__Work order__:
Search the records that follow and extract every line containing the string "pedestrian".

--

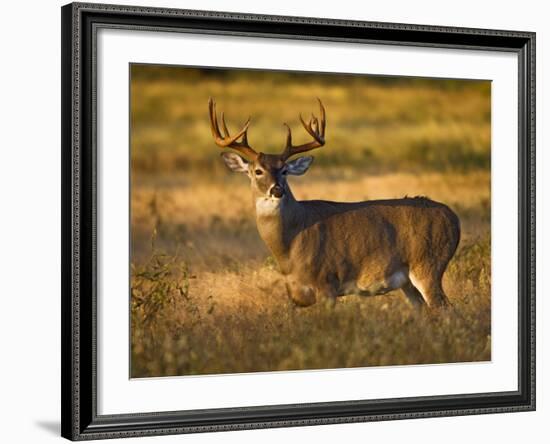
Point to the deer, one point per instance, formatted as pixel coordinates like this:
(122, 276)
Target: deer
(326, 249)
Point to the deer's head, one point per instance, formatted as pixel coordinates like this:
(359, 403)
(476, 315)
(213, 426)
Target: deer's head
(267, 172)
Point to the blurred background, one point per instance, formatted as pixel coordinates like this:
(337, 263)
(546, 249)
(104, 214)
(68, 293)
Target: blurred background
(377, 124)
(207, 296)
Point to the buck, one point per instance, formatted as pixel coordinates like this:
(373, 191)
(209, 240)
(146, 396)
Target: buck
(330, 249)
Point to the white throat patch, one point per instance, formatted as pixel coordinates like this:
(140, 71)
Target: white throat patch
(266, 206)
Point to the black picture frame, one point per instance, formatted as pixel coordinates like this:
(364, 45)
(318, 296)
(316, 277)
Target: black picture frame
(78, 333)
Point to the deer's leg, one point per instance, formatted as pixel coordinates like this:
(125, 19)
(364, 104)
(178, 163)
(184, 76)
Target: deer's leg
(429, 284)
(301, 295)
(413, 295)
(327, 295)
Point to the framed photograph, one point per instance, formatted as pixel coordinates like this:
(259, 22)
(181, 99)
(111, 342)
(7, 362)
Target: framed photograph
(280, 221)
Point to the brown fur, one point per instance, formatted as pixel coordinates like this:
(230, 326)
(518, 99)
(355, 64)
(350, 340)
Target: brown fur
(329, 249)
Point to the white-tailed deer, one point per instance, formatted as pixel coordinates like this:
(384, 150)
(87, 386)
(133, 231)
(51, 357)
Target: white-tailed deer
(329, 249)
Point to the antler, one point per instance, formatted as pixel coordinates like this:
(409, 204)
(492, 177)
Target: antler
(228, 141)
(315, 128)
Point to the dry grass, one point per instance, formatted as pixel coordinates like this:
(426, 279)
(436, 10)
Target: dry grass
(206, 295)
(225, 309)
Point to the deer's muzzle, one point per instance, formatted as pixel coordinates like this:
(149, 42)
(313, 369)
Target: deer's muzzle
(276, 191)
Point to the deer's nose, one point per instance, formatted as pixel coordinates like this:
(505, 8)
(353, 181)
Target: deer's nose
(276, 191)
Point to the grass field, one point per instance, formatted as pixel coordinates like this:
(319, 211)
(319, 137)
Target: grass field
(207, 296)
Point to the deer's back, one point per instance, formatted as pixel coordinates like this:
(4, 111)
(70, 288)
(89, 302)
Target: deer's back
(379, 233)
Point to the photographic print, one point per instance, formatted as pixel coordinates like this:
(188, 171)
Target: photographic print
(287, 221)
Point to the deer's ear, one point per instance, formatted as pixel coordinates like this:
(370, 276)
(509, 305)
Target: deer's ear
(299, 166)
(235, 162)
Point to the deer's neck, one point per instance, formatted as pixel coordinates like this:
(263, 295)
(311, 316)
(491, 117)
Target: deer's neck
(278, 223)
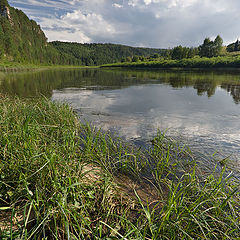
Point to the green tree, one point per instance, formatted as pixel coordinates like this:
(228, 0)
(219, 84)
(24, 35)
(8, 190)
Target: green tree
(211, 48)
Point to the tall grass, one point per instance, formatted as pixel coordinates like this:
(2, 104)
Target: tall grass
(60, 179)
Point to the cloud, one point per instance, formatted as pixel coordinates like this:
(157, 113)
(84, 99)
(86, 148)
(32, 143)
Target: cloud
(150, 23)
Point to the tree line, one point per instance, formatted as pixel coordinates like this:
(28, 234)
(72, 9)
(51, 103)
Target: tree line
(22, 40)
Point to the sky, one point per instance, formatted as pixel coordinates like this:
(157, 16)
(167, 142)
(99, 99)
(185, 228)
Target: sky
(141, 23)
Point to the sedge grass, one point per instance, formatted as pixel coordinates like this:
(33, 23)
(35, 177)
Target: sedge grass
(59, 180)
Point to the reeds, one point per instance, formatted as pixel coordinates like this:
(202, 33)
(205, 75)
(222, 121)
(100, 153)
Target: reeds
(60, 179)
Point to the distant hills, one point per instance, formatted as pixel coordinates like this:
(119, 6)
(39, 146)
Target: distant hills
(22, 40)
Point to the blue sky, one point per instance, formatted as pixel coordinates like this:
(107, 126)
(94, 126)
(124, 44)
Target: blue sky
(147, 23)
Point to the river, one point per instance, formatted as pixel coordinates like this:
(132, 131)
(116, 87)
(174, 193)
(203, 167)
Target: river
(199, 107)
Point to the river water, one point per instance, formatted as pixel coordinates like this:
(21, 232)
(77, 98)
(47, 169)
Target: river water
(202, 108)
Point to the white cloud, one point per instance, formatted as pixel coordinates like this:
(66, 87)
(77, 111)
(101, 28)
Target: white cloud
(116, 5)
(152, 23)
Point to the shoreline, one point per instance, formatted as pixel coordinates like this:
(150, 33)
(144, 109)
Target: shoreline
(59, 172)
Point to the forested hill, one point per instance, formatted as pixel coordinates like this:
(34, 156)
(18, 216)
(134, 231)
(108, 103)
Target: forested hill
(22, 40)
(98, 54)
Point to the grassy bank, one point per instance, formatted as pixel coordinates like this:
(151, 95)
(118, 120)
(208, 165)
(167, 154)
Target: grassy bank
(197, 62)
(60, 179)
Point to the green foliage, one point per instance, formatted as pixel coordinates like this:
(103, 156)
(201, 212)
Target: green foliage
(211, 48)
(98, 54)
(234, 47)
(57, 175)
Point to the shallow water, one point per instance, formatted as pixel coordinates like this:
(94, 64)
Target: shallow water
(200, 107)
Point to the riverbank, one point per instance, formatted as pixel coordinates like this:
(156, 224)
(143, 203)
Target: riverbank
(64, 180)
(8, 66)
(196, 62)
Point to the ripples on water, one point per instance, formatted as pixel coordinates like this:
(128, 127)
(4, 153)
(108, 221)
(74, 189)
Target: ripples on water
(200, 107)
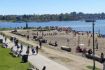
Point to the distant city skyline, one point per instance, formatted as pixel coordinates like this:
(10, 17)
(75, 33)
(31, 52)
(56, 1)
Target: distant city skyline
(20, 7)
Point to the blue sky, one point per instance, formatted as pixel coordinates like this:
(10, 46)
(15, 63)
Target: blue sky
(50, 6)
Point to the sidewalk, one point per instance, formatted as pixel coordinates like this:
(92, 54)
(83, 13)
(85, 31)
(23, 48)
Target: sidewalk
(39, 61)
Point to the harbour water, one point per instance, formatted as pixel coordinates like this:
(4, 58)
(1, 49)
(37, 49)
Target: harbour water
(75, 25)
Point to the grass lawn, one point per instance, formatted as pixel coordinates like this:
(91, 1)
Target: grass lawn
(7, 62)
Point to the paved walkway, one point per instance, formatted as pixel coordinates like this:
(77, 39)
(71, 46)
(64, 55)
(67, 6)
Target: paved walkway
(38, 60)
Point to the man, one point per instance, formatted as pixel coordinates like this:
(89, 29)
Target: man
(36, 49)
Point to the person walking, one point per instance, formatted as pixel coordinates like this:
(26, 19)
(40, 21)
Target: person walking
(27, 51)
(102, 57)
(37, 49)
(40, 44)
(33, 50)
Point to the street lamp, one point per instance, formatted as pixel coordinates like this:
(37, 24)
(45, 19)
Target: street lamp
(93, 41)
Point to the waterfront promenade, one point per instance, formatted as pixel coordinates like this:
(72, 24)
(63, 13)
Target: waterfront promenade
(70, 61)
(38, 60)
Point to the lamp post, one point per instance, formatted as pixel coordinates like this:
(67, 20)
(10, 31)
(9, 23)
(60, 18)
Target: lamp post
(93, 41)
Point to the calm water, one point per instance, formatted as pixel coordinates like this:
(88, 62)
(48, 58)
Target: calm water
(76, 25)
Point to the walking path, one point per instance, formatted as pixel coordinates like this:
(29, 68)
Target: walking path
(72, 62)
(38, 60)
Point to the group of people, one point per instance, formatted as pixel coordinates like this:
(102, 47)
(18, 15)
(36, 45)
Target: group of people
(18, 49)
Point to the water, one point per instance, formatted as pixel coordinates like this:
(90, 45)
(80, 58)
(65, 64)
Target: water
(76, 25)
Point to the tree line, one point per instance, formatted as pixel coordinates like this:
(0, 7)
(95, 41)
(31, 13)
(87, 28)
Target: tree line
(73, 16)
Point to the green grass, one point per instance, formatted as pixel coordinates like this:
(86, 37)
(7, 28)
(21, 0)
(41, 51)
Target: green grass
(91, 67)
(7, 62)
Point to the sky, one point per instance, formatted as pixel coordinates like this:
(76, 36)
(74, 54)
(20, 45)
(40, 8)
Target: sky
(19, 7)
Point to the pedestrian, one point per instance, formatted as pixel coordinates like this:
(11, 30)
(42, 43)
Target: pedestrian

--

__Expected answer__:
Point to the pedestrian, one point per instance, formatted as pixel coordinates like this:
Target: pedestrian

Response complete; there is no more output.